▶ _Parts of the exercise_
(1) According to the post on city rankings, how many cities are in the full distribution that the top 50 come from?
(2) From the post on city rankings, copy out the part from "The second point" to "least 1 point.".

▶ _Passage for review_
==========

I must say I am impressed, and a little bit positively surprised, to see three German cities among the top-ten cities world-wide!
The top cities in the Americas are Vancouver (3rd), Toronto (15th), Ottawa (tied for 18th), Montreal (22nd), Calgary (24th), Honululu (27th), San Francisco (29th), Boston (36th), Washington DC, Chicago (both 44th), Portland OR (46th), New York City (48th), and Seattle (49th).
Of course, there are some caveats connected with this list. For one thing, as stated on the MHR website, one may distinguish between "quality of living", and "quality of life":
A city with a high quality of living index is a safe and stable one, but it may be lacking the dynamic je ne sais quoi that makes people want to live in world-renowned cities such as Paris, Tokyo, London or New York. [..] What makes one person's quality of life better or worse cannot be quantified in an objective index. Therefore, Mercer's quality of living report reflects only the tangible aspects of living in a city on expatriate assignments, and leaves the question of the quality of one's life to those living it!
The second point is that you may wonder about the error bars attached to the index. I didn't see this discussed anywhere on the website, and I wonder how reliable the decimals of the index as stated in the list can be. Moreover, you may naively expect that the the index shows some Gaussian, bell-shaped distribution - I was surprised that this is not the case, and that it is nearly flat:
Now, of course, the top 50 cities are the upper end of the distribution of 215 cities (unfortunately, I could not find the complete data set) but I would have expected a different picture, and a smoother distribution with a clearer decrease with increasing index. And from this distribution, I would estimate the error in the index on the order of at least 1 point.

==========

▶ _Listed entries_
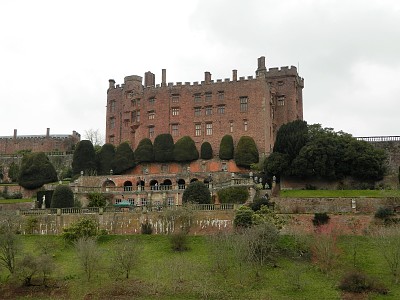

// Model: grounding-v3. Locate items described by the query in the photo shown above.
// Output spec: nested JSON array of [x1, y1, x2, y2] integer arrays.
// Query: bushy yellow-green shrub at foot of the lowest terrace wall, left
[[62, 218, 98, 242]]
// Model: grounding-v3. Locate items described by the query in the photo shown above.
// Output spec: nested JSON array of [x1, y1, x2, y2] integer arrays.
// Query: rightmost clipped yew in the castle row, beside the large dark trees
[[235, 136, 259, 168]]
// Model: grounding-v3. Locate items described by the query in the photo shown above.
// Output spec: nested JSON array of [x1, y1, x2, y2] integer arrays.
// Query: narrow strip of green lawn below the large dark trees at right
[[280, 190, 400, 198]]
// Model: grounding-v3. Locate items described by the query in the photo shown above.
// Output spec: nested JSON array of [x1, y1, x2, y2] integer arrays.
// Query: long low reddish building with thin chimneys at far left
[[0, 128, 81, 155]]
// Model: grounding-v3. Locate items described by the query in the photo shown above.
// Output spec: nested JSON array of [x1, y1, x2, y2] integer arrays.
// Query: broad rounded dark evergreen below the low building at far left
[[18, 152, 57, 189]]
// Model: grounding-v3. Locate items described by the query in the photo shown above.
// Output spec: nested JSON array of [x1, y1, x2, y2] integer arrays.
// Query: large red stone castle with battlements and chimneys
[[106, 57, 304, 155]]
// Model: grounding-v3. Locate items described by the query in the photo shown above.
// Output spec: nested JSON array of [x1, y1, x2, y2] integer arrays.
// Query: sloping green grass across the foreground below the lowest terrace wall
[[0, 235, 400, 300]]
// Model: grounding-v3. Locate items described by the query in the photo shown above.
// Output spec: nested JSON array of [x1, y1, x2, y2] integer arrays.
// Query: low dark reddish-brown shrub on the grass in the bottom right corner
[[339, 271, 388, 295]]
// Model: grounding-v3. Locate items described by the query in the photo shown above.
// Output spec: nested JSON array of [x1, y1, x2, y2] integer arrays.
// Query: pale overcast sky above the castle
[[0, 0, 400, 141]]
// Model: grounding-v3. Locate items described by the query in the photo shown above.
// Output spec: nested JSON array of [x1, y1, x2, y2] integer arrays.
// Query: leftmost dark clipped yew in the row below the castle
[[72, 140, 96, 175]]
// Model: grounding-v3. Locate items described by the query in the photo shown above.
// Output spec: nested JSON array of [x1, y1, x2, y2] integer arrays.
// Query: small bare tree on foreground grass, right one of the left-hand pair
[[111, 239, 141, 279]]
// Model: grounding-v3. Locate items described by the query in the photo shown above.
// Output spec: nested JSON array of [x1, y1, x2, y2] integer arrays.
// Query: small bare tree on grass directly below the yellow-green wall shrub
[[75, 237, 100, 281]]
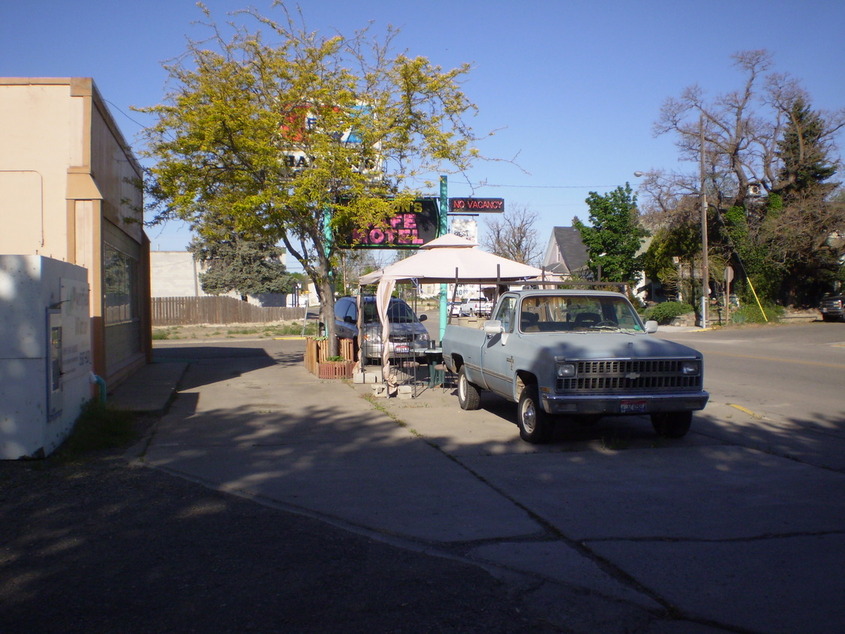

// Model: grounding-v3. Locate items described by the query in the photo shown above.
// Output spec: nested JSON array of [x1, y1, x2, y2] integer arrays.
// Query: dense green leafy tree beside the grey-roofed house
[[572, 183, 648, 282]]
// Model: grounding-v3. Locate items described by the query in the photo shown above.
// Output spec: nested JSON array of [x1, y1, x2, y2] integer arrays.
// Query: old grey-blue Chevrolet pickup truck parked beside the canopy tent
[[443, 289, 709, 443]]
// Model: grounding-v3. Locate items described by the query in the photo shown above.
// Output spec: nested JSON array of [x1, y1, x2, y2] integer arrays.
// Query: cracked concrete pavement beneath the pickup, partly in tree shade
[[135, 324, 845, 632]]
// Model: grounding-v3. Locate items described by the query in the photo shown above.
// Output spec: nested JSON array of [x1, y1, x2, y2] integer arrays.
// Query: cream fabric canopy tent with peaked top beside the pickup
[[360, 233, 543, 372]]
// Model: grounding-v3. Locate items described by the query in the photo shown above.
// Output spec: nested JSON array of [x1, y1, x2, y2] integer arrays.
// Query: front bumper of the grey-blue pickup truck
[[540, 390, 710, 416]]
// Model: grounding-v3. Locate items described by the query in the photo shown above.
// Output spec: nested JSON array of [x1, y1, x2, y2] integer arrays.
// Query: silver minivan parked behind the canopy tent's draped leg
[[334, 295, 429, 362]]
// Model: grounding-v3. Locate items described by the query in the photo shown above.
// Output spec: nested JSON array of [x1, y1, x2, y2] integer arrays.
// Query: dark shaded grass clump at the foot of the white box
[[56, 400, 138, 461]]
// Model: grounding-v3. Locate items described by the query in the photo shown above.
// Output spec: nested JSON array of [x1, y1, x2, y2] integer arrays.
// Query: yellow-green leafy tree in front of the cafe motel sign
[[138, 2, 479, 345]]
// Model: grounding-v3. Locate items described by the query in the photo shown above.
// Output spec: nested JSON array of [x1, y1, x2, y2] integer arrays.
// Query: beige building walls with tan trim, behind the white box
[[0, 78, 149, 380]]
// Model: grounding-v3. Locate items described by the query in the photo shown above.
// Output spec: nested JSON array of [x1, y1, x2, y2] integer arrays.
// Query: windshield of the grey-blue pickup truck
[[519, 295, 643, 333]]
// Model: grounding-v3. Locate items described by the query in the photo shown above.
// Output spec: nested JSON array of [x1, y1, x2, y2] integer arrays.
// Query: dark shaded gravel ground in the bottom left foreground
[[0, 440, 563, 633]]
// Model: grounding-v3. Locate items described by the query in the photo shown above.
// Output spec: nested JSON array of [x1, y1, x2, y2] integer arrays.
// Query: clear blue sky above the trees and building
[[0, 0, 845, 262]]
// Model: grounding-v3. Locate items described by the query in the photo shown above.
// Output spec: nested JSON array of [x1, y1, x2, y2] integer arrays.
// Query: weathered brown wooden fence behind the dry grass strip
[[152, 297, 305, 326]]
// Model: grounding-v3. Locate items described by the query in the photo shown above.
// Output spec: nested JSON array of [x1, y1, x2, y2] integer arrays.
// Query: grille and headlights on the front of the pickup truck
[[555, 359, 703, 394]]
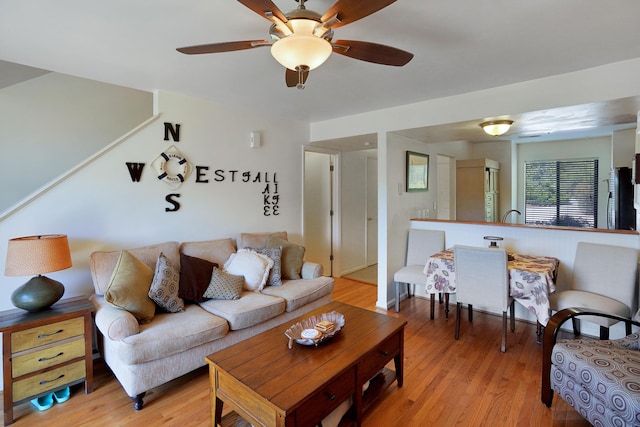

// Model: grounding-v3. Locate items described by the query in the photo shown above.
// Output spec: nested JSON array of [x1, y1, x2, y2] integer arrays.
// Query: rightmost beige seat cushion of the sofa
[[262, 277, 333, 312]]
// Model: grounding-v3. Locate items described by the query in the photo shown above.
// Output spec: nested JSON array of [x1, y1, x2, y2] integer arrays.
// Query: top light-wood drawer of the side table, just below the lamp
[[11, 317, 84, 353]]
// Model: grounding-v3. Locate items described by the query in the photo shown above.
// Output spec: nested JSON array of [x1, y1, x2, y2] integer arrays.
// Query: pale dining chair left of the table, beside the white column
[[393, 228, 444, 312]]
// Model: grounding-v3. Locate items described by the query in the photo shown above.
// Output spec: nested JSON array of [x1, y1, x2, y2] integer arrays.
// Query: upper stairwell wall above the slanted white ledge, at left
[[0, 73, 153, 216]]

==========

▶ _List of answers_
(1) 215 cities.

(2)
The second point is that you may wonder about the error bars attached to the index. I didn't see this discussed anywhere on the website, and I wonder how reliable the decimals of the index as stated in the list can be. Moreover, you may naively expect that the the index shows some Gaussian, bell-shaped distribution - I was surprised that this is not the case, and that it is nearly flat:
Now, of course, the top 50 cities are the upper end of the distribution of 215 cities (unfortunately, I could not find the complete data set) but I would have expected a different picture, and a smoother distribution with a clearer decrease with increasing index. And from this distribution, I would estimate the error in the index on the order of at least 1 point.